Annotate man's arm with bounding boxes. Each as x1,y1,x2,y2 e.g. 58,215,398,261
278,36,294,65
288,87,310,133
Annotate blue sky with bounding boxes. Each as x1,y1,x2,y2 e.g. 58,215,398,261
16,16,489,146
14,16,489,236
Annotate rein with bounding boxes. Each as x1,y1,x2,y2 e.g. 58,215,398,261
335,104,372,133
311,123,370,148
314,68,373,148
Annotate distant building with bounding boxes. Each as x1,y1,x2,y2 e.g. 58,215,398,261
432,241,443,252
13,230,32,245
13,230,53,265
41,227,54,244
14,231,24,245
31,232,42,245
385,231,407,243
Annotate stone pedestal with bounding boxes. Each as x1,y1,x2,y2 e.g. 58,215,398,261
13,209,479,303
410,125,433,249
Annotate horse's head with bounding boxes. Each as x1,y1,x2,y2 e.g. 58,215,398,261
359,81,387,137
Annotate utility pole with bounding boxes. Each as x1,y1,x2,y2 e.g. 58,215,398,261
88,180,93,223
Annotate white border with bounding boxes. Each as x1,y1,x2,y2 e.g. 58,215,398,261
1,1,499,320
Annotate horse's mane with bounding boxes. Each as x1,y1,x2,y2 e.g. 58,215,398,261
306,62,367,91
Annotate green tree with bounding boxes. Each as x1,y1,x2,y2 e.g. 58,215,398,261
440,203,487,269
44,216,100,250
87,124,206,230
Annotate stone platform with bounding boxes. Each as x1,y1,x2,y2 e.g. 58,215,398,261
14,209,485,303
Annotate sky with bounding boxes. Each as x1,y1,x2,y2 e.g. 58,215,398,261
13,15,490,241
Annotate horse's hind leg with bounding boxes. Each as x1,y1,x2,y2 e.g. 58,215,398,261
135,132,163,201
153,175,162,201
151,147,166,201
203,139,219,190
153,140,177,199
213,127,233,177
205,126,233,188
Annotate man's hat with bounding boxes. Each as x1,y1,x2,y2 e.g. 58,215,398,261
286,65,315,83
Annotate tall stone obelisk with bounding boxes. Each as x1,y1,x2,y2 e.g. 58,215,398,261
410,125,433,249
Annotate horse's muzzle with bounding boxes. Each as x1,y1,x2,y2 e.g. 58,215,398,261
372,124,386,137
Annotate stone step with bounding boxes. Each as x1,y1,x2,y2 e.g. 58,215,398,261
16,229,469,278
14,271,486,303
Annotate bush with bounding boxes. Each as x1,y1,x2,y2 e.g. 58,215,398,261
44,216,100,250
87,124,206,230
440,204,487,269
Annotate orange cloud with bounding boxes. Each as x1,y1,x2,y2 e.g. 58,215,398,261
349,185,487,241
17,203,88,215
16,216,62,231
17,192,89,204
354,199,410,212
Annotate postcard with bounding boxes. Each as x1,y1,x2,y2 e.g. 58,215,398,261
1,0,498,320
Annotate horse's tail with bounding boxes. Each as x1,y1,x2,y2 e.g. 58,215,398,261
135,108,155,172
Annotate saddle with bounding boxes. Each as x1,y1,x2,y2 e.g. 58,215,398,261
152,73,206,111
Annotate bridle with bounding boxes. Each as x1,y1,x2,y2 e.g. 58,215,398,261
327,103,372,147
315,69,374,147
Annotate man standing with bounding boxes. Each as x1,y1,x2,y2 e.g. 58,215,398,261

WHAT THIS TASK INVOLVES => Every line in the data above has to be retyped exactly.

TASK RESPONSE =>
Annotate man's arm with bounding boxes. Each as x1,y1,x2,y2 e.g. 58,215,398,261
278,36,294,65
288,87,310,133
Annotate blue sky with bounding boxes. Each as x1,y1,x2,y2 e.g. 58,215,398,261
16,16,489,146
14,16,489,236
Annotate rein with bounding boxes. Each as x1,y1,x2,y2 e.g. 58,215,398,261
335,104,372,133
311,123,370,148
314,68,373,148
Annotate distant building with bounding boxes. Each as x1,y1,x2,y2 e.g. 58,215,398,261
432,241,443,252
13,230,32,245
13,230,53,265
41,227,54,244
14,231,24,245
31,232,42,245
385,231,407,243
Annotate stone pedestal with bounding boxes. Each as x1,y1,x2,y2 e.g. 58,215,398,261
13,209,479,303
410,125,433,249
Annotate horse's head with bounding boxes. Each as x1,y1,x2,y2 e.g. 58,215,398,261
359,81,387,137
Annotate utility pole with bounding boxes. Each as x1,y1,x2,y2 e.g. 58,215,398,261
88,180,93,223
Annotate white border with bounding boxes. Each as x1,y1,x2,y2 e.g. 58,215,398,261
1,1,499,320
Annotate horse's mane with bounding boxes. Each as x1,y1,x2,y2 e.g. 58,215,398,261
306,62,367,91
Annotate green tree with bounding boxes. Each as x1,y1,x2,y2 e.g. 58,215,398,261
440,203,487,269
44,216,100,250
87,124,206,230
Annotate stone platform with bounding boxes. Each as x1,y1,x2,y2 e.g. 58,215,398,261
14,209,485,303
Annotate sky with bounding boxes. Each as x1,y1,x2,y2 e.g. 58,215,398,261
13,15,490,241
Annotate horse's hind leg with bounding boxes. Each as x1,y1,x2,y2 e.g. 58,215,398,261
135,132,163,201
153,175,162,201
151,147,166,201
203,139,219,190
153,140,177,199
213,127,233,177
205,126,233,188
Annotate man's hat with bounding boxes. Each as x1,y1,x2,y2 e.g. 58,215,398,261
286,65,315,83
Annotate tall stone obelisk with bounding boxes. Each as x1,y1,x2,y2 e.g. 58,215,398,261
410,125,433,249
Annotate horse's muzzle with bounding boxes. Each as x1,y1,x2,y2 e.g. 58,215,398,261
372,124,386,137
Annotate stone step with bounding boxes. Each as x1,y1,x2,y2 e.g. 58,215,398,261
16,229,469,278
14,271,486,303
Annotate bush with bounding boxes. Each as x1,y1,x2,y2 e.g. 58,215,398,261
44,216,100,250
87,124,206,230
440,204,487,269
Annotate orange cloud with bounding boxes. Each as x1,y1,x2,y2 e.g. 58,215,398,261
349,185,487,241
17,203,88,215
16,216,62,231
17,192,89,204
354,199,410,212
Annotate postcard with bounding boxes. Each as x1,y1,x2,y2 e.g. 58,215,398,261
1,0,498,320
Annotate horse's tail with bounding boxes. Each as x1,y1,x2,y2 e.g. 58,215,398,261
135,108,155,172
Annotate saddle with bounding boxes. Each as x1,y1,x2,y2 e.g. 58,215,398,261
152,73,206,111
Annotate bridle with bounding boxes. Each as x1,y1,x2,y2 e.g. 58,215,398,261
327,103,372,147
315,69,374,147
Annotate man standing with bounding boxes. Each as x1,y1,x2,y2 e.g. 58,215,398,261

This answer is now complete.